*TO DO:* Copy everything in the passage about the coding survey from "The survey instrument and" down to "sent to nonresponders.", keeping every word unchanged.

*SELECTED EXCERPT:*
In addition, a brief survey was developed with demographic and practice characteristics that might be associated with coding ability. Items were generated using information derived from the literature and expert opinion. For example, practice location was included in the survey since a prior study indicated that practice location influences physician coding.8 The survey instrument was piloted among coding specialists from AHIMA for content validity and reliability. Feedback from the coders was then incorporated into a final survey instrument.

The survey instrument and cases were mailed, with a self-addressed return envelope and cover letter to the study participants. The cover letter briefly described the project and contained the endorsement of AHIMA. Because of the potential sensitive nature of coding errors, complete anonymity was ensured. Instructions were provided to complete the survey and to code the office visit cases with a CPT E/M code based on the documentation found in the sample progress notes, using the 1997 CPT E/M coding guidelines. Participants were allowed to use whatever resources they might typically use in their own practice (eg, books, articles) to code the sample notes. An incentive of $25 dollars was provided for individuals who completed the survey. After 1 month, nonresponders received a second mailing. Two additional mailings were sent to nonresponders.

*RECORDED DATA:*
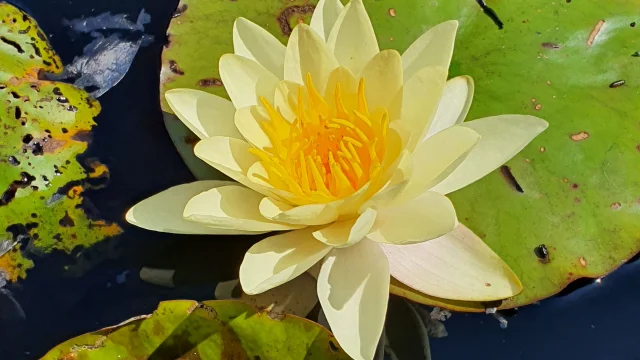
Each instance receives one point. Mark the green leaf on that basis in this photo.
(580, 194)
(45, 125)
(209, 330)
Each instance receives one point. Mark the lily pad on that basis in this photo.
(568, 205)
(44, 126)
(209, 330)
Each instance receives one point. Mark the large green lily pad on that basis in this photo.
(44, 126)
(210, 330)
(580, 186)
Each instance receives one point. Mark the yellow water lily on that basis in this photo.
(349, 152)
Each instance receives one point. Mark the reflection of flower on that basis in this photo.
(352, 150)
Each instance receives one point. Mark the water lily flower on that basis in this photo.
(348, 152)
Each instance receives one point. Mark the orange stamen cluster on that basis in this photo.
(328, 152)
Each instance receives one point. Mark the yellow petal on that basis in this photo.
(163, 211)
(313, 214)
(383, 77)
(433, 48)
(502, 138)
(454, 105)
(456, 266)
(324, 17)
(437, 157)
(278, 259)
(245, 80)
(308, 53)
(248, 120)
(353, 289)
(349, 232)
(231, 207)
(205, 114)
(352, 38)
(256, 43)
(231, 157)
(421, 95)
(426, 217)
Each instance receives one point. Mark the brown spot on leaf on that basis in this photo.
(209, 82)
(511, 180)
(617, 83)
(580, 136)
(553, 46)
(594, 33)
(583, 262)
(173, 66)
(66, 220)
(542, 252)
(287, 13)
(52, 145)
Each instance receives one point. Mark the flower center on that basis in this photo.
(330, 150)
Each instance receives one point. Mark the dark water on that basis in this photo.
(597, 322)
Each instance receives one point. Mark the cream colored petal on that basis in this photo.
(324, 17)
(385, 197)
(286, 99)
(348, 87)
(163, 211)
(278, 259)
(426, 217)
(231, 157)
(421, 95)
(437, 157)
(502, 138)
(313, 214)
(349, 232)
(352, 39)
(256, 43)
(433, 48)
(353, 289)
(205, 114)
(247, 120)
(456, 266)
(231, 207)
(308, 53)
(454, 105)
(383, 79)
(245, 80)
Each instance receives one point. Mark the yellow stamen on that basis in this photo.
(329, 151)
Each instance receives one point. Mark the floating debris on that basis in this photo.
(440, 314)
(106, 60)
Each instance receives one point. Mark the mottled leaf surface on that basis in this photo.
(568, 206)
(184, 329)
(44, 125)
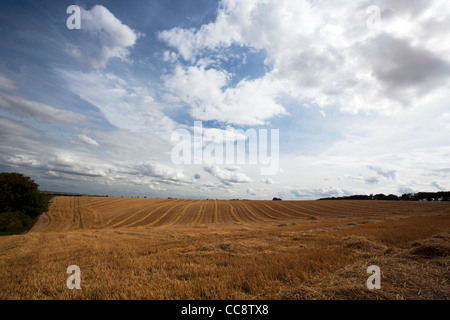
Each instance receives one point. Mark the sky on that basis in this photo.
(344, 97)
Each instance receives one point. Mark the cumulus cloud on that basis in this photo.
(321, 53)
(124, 104)
(113, 38)
(315, 193)
(389, 174)
(161, 172)
(250, 102)
(89, 141)
(30, 108)
(228, 176)
(438, 186)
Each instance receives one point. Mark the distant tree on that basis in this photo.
(20, 202)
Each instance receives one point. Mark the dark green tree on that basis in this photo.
(21, 202)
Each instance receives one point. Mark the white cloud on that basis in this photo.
(85, 139)
(323, 52)
(30, 108)
(251, 102)
(229, 175)
(124, 105)
(112, 36)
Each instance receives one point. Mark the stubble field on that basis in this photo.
(129, 248)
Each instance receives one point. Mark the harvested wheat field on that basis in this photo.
(130, 248)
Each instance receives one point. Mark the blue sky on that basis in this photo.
(359, 94)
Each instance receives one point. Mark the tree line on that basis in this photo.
(21, 203)
(419, 196)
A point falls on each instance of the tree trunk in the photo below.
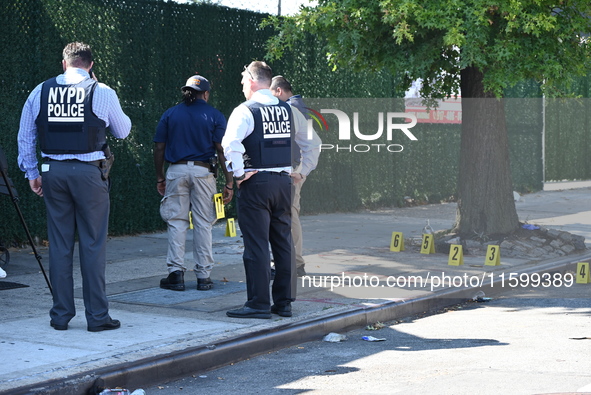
(486, 206)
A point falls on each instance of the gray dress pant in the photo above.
(77, 199)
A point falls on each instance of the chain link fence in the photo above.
(146, 49)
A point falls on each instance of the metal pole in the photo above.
(22, 219)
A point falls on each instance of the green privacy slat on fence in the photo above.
(145, 50)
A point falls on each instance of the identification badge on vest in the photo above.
(65, 104)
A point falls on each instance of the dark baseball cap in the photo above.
(198, 83)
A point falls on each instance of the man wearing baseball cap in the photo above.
(188, 137)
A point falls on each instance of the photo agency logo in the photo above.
(360, 125)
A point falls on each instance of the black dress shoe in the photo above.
(204, 284)
(58, 327)
(175, 281)
(113, 324)
(247, 312)
(283, 311)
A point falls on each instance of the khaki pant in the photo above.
(189, 187)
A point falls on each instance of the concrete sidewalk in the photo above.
(167, 334)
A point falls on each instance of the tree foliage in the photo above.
(474, 46)
(508, 41)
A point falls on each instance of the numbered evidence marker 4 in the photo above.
(230, 228)
(397, 243)
(493, 256)
(456, 255)
(583, 276)
(219, 205)
(428, 245)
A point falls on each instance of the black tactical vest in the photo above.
(66, 123)
(269, 145)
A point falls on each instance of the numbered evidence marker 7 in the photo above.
(456, 255)
(397, 243)
(583, 276)
(493, 256)
(428, 245)
(230, 228)
(219, 205)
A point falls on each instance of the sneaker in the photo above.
(204, 284)
(175, 281)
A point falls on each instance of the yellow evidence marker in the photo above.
(219, 205)
(493, 256)
(230, 228)
(428, 245)
(583, 276)
(397, 243)
(456, 255)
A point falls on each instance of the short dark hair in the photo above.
(280, 81)
(78, 54)
(190, 95)
(260, 71)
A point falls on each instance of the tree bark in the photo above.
(486, 206)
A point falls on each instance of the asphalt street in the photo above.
(523, 341)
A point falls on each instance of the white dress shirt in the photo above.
(241, 125)
(105, 105)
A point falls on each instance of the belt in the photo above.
(96, 163)
(281, 173)
(189, 162)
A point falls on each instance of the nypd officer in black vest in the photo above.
(258, 150)
(69, 115)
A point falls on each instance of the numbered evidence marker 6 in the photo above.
(456, 255)
(583, 276)
(230, 228)
(428, 245)
(219, 205)
(397, 243)
(493, 256)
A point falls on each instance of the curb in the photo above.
(161, 368)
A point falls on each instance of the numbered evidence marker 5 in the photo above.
(428, 245)
(230, 228)
(493, 256)
(456, 255)
(397, 243)
(219, 205)
(583, 276)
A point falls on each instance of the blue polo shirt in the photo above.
(189, 131)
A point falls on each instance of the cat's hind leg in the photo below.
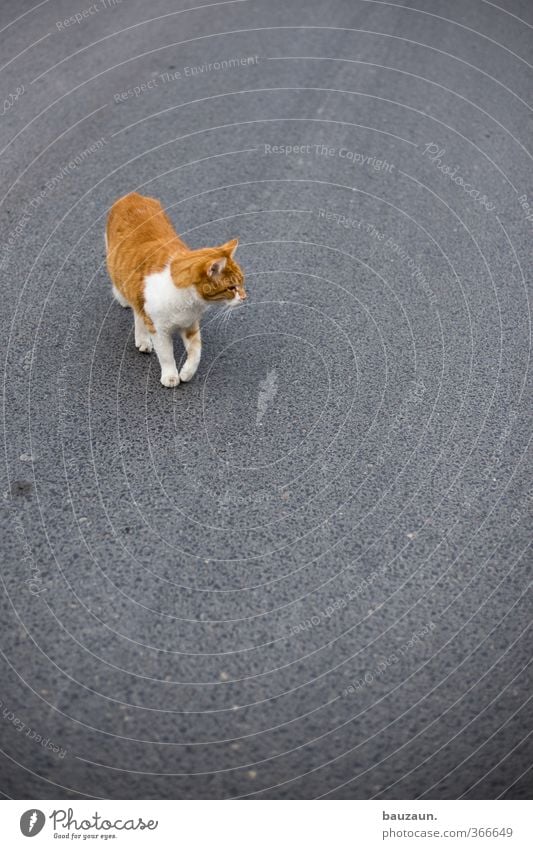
(118, 296)
(165, 351)
(193, 345)
(143, 340)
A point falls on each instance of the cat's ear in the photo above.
(215, 266)
(230, 247)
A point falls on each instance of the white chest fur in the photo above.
(169, 307)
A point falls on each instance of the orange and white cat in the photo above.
(167, 285)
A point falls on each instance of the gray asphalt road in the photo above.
(304, 574)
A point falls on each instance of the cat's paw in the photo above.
(145, 346)
(170, 378)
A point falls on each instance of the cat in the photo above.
(167, 285)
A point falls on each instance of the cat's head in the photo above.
(220, 277)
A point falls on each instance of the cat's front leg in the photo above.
(164, 349)
(193, 345)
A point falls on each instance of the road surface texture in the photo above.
(305, 573)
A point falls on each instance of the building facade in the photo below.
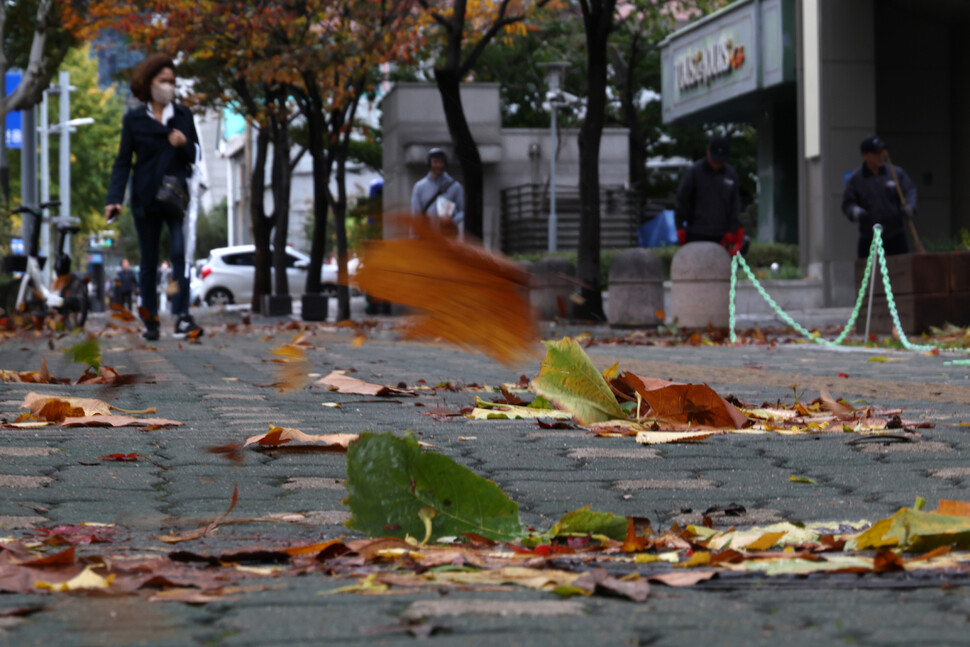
(413, 121)
(815, 77)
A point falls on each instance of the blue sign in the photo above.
(14, 133)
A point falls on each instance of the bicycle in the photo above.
(67, 297)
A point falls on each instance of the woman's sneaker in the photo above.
(151, 330)
(186, 327)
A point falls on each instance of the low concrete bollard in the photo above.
(700, 277)
(636, 289)
(553, 281)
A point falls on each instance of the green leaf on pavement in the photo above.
(569, 380)
(87, 352)
(390, 481)
(485, 410)
(589, 522)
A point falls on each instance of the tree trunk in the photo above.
(281, 204)
(321, 175)
(636, 139)
(340, 229)
(598, 25)
(449, 86)
(262, 225)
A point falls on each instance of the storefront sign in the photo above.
(714, 60)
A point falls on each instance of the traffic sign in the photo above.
(14, 132)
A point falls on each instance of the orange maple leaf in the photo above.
(463, 293)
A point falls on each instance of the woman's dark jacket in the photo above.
(155, 158)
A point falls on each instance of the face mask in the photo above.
(163, 93)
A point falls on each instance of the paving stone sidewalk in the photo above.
(220, 388)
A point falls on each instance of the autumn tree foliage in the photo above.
(464, 29)
(338, 65)
(36, 35)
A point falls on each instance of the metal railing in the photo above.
(525, 218)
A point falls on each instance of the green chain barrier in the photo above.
(876, 253)
(738, 260)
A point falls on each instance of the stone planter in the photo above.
(921, 285)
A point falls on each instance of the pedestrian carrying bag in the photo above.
(173, 194)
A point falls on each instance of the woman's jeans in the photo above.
(149, 233)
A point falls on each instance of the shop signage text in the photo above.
(702, 66)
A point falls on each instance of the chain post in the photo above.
(733, 337)
(876, 231)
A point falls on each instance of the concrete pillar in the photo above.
(700, 283)
(553, 282)
(636, 289)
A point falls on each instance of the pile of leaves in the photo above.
(45, 410)
(618, 403)
(434, 525)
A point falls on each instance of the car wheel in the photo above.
(219, 297)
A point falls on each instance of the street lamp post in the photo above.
(554, 74)
(66, 126)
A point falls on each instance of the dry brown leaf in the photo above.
(293, 369)
(340, 382)
(696, 404)
(465, 294)
(681, 578)
(841, 411)
(667, 437)
(953, 508)
(118, 421)
(178, 537)
(277, 436)
(56, 408)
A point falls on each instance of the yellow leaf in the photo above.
(86, 579)
(765, 541)
(699, 558)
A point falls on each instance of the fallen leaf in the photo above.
(465, 294)
(915, 530)
(493, 410)
(121, 458)
(953, 508)
(665, 437)
(56, 408)
(86, 352)
(292, 368)
(585, 521)
(682, 578)
(87, 579)
(571, 382)
(230, 451)
(118, 421)
(696, 404)
(278, 436)
(178, 537)
(340, 382)
(389, 480)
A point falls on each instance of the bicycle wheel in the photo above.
(76, 303)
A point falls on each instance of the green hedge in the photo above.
(760, 256)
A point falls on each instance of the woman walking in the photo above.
(161, 136)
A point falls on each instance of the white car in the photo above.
(227, 274)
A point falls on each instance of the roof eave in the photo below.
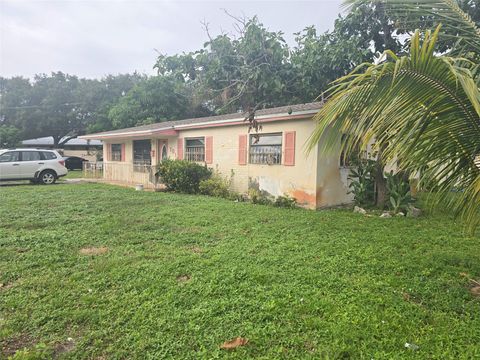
(173, 130)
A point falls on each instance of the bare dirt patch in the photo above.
(63, 347)
(234, 343)
(94, 250)
(195, 249)
(183, 278)
(11, 345)
(4, 286)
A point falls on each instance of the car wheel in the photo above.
(48, 177)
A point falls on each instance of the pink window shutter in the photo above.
(180, 148)
(242, 149)
(109, 152)
(122, 156)
(209, 149)
(289, 159)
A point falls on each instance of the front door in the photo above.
(162, 150)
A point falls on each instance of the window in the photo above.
(116, 152)
(164, 152)
(195, 149)
(10, 156)
(266, 149)
(31, 156)
(141, 155)
(48, 155)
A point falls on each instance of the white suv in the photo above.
(42, 166)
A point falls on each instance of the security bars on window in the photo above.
(266, 149)
(195, 149)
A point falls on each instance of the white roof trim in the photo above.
(180, 127)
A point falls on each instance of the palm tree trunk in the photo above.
(380, 182)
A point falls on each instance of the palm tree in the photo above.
(422, 108)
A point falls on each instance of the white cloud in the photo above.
(92, 38)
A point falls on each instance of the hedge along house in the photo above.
(276, 163)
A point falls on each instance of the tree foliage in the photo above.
(421, 108)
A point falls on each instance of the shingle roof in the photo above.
(48, 141)
(282, 110)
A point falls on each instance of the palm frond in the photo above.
(458, 26)
(423, 109)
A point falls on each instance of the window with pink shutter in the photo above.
(122, 156)
(242, 149)
(289, 159)
(108, 152)
(209, 149)
(180, 148)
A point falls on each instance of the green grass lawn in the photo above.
(183, 274)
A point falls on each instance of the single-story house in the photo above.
(276, 162)
(87, 149)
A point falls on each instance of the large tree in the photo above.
(422, 108)
(153, 100)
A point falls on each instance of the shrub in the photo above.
(182, 176)
(285, 201)
(398, 189)
(362, 183)
(216, 185)
(259, 197)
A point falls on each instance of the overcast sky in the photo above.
(91, 38)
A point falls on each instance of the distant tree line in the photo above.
(254, 68)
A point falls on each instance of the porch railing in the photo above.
(92, 170)
(129, 173)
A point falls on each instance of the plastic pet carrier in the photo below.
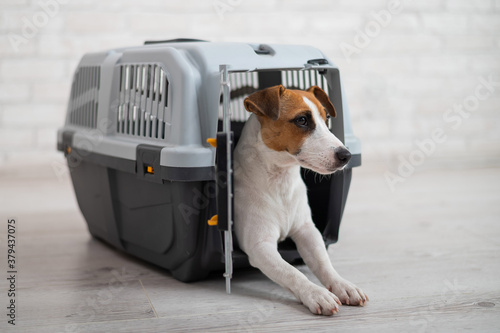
(138, 136)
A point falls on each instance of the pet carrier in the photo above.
(137, 137)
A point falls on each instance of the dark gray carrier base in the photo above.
(165, 223)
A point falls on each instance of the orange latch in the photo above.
(212, 142)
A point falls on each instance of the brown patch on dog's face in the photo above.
(289, 120)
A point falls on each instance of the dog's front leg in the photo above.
(265, 256)
(313, 251)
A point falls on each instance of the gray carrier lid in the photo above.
(166, 96)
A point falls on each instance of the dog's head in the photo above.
(295, 121)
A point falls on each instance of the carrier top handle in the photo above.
(226, 125)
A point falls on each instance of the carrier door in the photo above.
(225, 176)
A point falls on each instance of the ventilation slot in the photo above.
(143, 101)
(84, 97)
(246, 83)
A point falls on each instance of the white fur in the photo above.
(271, 205)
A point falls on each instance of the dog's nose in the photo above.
(343, 155)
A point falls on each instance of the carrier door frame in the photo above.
(225, 176)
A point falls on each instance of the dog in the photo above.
(288, 130)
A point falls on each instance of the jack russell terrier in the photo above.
(288, 130)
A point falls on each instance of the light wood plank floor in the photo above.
(428, 255)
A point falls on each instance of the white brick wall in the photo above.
(425, 59)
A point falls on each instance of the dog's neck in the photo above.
(273, 166)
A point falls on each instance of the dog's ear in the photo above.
(322, 97)
(265, 102)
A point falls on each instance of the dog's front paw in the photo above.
(319, 300)
(348, 293)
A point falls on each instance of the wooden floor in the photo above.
(428, 256)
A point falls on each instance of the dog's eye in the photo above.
(301, 121)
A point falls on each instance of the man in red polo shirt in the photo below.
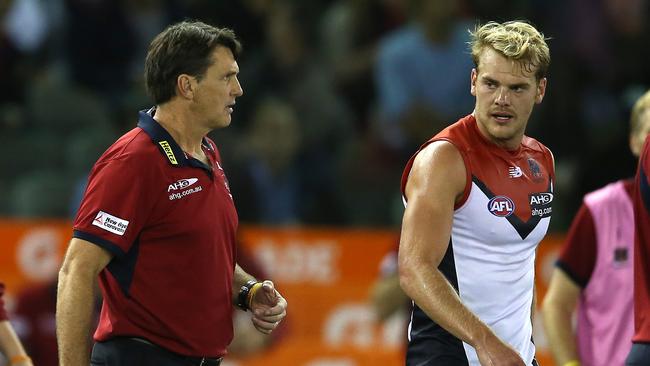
(157, 223)
(640, 352)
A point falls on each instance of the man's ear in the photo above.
(472, 79)
(541, 90)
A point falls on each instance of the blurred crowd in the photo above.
(337, 95)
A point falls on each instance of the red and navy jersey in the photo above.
(642, 248)
(170, 223)
(502, 216)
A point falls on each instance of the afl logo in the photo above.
(501, 206)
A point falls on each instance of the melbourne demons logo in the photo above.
(501, 206)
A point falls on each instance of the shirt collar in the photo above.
(168, 147)
(166, 144)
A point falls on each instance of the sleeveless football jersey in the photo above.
(504, 213)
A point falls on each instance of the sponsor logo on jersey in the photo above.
(169, 152)
(110, 223)
(543, 198)
(501, 206)
(515, 172)
(540, 204)
(620, 255)
(181, 184)
(535, 170)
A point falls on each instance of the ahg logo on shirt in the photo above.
(110, 223)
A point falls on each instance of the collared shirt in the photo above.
(641, 201)
(170, 223)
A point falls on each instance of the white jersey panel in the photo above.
(495, 271)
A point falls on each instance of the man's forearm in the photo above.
(240, 277)
(74, 308)
(437, 298)
(559, 332)
(9, 342)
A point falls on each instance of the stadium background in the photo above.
(315, 151)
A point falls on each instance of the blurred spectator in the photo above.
(350, 32)
(100, 45)
(9, 343)
(386, 295)
(267, 186)
(288, 67)
(422, 74)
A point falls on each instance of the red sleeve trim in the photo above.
(3, 312)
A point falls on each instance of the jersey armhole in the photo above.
(468, 173)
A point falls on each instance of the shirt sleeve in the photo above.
(117, 204)
(3, 312)
(578, 255)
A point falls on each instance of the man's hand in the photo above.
(268, 308)
(495, 352)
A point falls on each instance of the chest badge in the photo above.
(501, 206)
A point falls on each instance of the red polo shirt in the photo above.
(170, 223)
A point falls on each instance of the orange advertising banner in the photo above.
(325, 274)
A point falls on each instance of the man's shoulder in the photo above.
(134, 147)
(611, 193)
(535, 145)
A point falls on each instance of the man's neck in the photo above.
(182, 127)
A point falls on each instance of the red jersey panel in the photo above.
(170, 222)
(642, 248)
(490, 260)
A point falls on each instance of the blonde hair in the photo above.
(516, 40)
(640, 106)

*THE COMPLETED TASK:*
The survey instrument and cases were mailed, with a self-addressed return envelope and cover letter to the study participants. The cover letter briefly described the project and contained the endorsement of AHIMA. Because of the potential sensitive nature of coding errors, complete anonymity was ensured. Instructions were provided to complete the survey and to code the office visit cases with a CPT E/M code based on the documentation found in the sample progress notes, using the 1997 CPT E/M coding guidelines. Participants were allowed to use whatever resources they might typically use in their own practice (eg, books, articles) to code the sample notes. An incentive of $25 dollars was provided for individuals who completed the survey. After 1 month, nonresponders received a second mailing. Two additional mailings were sent to nonresponders.